Given problem a:
Identify every line in the records below that contains the word "tower", and copy each of those lines.

Given text:
+===+

9TV Daybreak (formerly known as Solar Daybreak) was the English-language morning hard-news newscast of 9TV. It featured daily headlines as well as national and local news, weather, traffic, sports, foreign, and entertainment stories. Its initial telecast was on October 1, 2012, on TalkTV, airing weekdays from 7:00 am to 8:30 am (UTC+8:00). It was one of the retained programs upon TalkTV's conversion into Solar News Channel.

On January 7, 2013, Amelyn Veloso from TV5, joined as new co-anchor and replaced Jing Magsaysay. But Veloso left Daybreak in May 2014, when she was placed as the host of the public service program Serbisyo All Access, and was replaced by Hilary Isaac. On October 1, 2014, on the day of the show's 2nd anniversary, Amelyn Veloso became the permanent replacement anchor for Claire Celdran. Claudine Trillo then joined the program as its co-anchor.

+===+

Given problem b:
Echo the passage of the 9TV Daybreak text above, everything from "9TV Daybreak (formerly" down to "Solar News Channel.".

[Rows of object pointing data]
+===+

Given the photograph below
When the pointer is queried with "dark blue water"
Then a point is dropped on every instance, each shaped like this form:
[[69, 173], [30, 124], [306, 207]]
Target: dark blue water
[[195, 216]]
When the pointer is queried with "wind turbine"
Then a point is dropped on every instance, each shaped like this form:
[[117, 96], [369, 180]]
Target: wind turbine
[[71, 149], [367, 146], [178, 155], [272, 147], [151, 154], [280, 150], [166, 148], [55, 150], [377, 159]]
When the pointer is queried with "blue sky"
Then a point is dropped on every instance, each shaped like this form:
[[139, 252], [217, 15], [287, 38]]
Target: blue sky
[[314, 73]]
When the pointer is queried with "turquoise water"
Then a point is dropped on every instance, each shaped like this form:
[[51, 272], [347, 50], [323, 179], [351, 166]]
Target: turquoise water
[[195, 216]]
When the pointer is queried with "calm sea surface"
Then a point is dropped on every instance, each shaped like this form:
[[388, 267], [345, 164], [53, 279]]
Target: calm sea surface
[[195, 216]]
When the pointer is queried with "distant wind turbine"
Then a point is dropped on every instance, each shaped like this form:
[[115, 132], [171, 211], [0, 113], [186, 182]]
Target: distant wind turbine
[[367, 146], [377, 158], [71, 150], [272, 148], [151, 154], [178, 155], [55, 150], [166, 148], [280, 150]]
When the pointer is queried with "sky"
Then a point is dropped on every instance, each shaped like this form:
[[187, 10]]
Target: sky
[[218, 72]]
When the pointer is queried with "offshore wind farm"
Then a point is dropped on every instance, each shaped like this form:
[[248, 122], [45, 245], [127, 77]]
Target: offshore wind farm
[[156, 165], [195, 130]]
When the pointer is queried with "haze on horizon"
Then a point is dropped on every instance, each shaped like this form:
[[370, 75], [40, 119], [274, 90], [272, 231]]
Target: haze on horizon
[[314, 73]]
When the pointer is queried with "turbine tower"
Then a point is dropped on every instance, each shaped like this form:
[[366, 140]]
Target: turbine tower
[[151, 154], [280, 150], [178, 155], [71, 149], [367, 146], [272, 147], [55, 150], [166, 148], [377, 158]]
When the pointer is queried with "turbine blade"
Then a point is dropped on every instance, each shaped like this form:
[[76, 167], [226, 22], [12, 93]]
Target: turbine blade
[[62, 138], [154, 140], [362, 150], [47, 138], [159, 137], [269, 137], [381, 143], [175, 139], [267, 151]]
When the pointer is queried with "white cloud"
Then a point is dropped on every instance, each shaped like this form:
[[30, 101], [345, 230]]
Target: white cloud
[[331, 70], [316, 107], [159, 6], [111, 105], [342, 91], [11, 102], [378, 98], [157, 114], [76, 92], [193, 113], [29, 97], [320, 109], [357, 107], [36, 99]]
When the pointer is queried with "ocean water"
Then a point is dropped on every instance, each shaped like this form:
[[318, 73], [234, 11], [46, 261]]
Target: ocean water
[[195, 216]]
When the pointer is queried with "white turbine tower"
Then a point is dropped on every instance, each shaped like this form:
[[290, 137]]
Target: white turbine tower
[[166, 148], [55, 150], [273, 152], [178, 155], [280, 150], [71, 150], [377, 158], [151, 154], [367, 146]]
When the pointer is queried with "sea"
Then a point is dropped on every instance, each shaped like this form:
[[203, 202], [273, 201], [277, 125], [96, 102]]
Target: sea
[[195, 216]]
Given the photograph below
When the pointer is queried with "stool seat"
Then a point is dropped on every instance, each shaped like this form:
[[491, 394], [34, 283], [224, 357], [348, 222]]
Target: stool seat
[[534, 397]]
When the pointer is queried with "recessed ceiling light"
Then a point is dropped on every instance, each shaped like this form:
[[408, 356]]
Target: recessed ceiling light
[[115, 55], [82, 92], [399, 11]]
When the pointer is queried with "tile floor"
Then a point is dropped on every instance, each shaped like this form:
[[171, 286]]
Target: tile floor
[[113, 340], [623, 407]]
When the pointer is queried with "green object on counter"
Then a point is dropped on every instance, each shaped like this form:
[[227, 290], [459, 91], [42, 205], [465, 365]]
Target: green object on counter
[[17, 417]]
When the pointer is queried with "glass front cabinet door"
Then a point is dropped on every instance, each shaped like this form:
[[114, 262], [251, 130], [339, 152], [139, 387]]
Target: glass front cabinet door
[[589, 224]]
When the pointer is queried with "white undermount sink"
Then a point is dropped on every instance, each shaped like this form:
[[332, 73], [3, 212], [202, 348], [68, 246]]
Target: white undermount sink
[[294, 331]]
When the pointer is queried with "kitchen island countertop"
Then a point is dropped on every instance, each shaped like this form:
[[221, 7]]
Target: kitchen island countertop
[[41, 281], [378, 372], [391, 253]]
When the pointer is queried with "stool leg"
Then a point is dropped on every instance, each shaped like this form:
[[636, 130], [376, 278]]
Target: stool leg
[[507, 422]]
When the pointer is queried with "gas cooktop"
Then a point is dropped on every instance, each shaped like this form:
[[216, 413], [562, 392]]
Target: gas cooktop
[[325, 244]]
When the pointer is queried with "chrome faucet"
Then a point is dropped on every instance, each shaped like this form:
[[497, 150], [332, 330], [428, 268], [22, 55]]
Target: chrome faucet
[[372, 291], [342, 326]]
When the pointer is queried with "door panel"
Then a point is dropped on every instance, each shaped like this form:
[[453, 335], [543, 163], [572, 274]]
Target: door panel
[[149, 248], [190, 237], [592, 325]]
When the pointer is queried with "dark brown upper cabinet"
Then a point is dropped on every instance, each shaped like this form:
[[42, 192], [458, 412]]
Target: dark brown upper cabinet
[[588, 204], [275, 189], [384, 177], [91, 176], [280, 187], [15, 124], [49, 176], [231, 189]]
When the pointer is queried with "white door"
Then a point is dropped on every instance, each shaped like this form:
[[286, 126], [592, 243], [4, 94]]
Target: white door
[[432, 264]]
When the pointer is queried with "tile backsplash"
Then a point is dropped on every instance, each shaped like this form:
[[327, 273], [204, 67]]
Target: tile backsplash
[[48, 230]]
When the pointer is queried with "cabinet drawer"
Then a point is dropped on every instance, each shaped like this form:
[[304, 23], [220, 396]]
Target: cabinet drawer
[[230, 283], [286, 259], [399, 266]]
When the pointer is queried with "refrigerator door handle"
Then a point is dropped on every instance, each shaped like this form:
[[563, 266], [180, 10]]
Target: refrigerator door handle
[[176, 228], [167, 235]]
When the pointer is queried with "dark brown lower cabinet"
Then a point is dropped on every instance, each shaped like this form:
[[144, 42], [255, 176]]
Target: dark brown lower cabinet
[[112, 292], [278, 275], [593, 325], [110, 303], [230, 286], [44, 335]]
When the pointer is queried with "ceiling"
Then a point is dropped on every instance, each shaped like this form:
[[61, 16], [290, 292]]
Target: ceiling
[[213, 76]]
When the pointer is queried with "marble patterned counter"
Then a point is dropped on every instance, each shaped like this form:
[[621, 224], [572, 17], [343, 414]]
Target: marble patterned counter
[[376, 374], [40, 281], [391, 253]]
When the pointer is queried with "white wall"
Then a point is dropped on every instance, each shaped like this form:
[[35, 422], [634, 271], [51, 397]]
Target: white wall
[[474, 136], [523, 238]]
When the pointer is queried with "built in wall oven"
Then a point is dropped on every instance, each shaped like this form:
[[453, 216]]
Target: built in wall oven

+===+

Worked answer a:
When the pointer is queried with "turbine tower"
Target: turbine tower
When the pointer is queried with "white turbine tower"
Target: white turbine tower

Worked answer b:
9TV Daybreak (formerly known as Solar Daybreak) was the English-language morning hard-news newscast of 9TV. It featured daily headlines as well as national and local news, weather, traffic, sports, foreign, and entertainment stories. Its initial telecast was on October 1, 2012, on TalkTV, airing weekdays from 7:00 am to 8:30 am (UTC+8:00). It was one of the retained programs upon TalkTV's conversion into Solar News Channel.